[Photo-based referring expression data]
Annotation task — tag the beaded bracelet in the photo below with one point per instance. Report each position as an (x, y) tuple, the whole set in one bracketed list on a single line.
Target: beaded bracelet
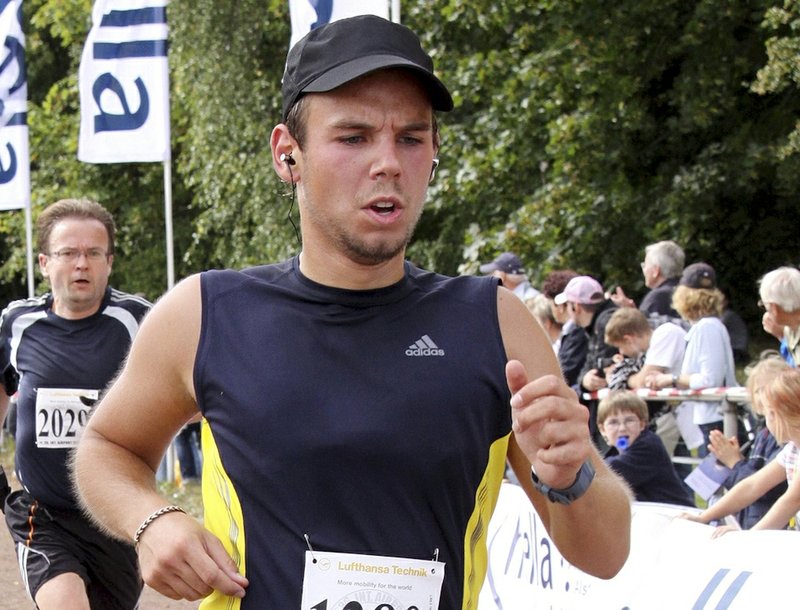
[(146, 523)]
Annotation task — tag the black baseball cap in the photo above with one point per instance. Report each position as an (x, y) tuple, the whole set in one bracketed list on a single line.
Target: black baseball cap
[(699, 275), (343, 50)]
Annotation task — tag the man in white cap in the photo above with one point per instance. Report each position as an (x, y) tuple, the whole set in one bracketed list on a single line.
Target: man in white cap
[(591, 310)]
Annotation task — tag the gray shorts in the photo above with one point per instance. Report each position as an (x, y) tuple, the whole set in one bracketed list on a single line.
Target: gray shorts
[(50, 542)]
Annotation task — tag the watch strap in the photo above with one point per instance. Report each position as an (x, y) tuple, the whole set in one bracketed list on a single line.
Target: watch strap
[(567, 495)]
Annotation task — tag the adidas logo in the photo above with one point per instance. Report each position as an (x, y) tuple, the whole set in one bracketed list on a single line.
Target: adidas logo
[(424, 347)]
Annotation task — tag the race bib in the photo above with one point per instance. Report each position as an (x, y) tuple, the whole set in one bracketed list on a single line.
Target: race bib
[(344, 581), (61, 415)]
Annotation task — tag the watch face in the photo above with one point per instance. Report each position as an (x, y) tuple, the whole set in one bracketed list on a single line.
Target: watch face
[(573, 492)]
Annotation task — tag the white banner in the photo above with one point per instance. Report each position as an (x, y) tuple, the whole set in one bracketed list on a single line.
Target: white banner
[(15, 180), (307, 15), (124, 84), (673, 563)]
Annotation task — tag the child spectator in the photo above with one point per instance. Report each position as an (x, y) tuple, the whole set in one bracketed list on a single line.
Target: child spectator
[(636, 453), (763, 450), (778, 397)]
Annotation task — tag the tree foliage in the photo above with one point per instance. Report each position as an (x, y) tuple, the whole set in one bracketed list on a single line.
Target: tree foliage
[(582, 132)]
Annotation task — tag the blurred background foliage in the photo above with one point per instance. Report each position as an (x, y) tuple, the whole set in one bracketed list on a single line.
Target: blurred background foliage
[(582, 132)]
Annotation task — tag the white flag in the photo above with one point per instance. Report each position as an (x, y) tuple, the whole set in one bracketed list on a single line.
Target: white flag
[(124, 83), (307, 15), (15, 180)]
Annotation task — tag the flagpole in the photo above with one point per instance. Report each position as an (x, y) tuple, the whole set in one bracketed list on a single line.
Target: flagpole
[(168, 223), (29, 248)]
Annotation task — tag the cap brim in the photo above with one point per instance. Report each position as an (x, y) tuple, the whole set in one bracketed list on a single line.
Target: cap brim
[(355, 68)]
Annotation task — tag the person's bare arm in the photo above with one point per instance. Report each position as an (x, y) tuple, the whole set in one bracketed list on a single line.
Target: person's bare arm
[(743, 494), (784, 508), (125, 439), (551, 432)]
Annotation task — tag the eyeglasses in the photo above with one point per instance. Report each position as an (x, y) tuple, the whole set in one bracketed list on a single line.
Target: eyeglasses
[(70, 255), (627, 422)]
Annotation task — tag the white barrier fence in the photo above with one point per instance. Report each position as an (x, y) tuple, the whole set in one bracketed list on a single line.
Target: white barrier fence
[(673, 564)]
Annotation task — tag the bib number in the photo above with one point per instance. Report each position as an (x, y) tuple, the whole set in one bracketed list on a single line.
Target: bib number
[(344, 581), (61, 416)]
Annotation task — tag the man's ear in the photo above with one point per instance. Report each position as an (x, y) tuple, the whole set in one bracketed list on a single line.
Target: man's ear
[(285, 154)]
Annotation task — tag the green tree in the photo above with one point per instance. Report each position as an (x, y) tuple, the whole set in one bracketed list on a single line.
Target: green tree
[(582, 132)]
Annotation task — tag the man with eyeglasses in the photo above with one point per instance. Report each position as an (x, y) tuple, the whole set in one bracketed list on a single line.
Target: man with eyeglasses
[(59, 350)]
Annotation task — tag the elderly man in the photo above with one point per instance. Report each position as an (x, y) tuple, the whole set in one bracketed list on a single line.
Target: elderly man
[(780, 298), (662, 267)]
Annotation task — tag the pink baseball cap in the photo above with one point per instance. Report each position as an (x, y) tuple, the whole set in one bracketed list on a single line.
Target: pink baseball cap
[(581, 289)]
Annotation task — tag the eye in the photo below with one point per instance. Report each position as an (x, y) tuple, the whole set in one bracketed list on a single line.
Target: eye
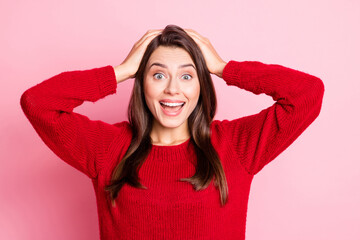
[(187, 76), (158, 74)]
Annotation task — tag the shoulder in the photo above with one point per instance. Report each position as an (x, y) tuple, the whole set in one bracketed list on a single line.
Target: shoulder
[(123, 128)]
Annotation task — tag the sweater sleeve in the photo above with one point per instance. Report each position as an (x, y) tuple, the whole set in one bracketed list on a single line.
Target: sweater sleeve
[(259, 138), (73, 137)]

§ EXERCISE DETAILS: Copy nothing but the lines from the top of the data down to the line containing "Annotation task — tag the black", and leave the pictures out.

§ RESULT:
Annotation task — tag the beaded bracelet in the photo below with one point per instance. Report each position as an (x, y) tuple, the whole set in one bracketed list on a single line.
Target: beaded bracelet
[(146, 523)]
Annotation task — tag the black baseball cap in the photo above with one point per instance. Report each position as an (x, y) tuple, the whole set in one bracketed list on a single line.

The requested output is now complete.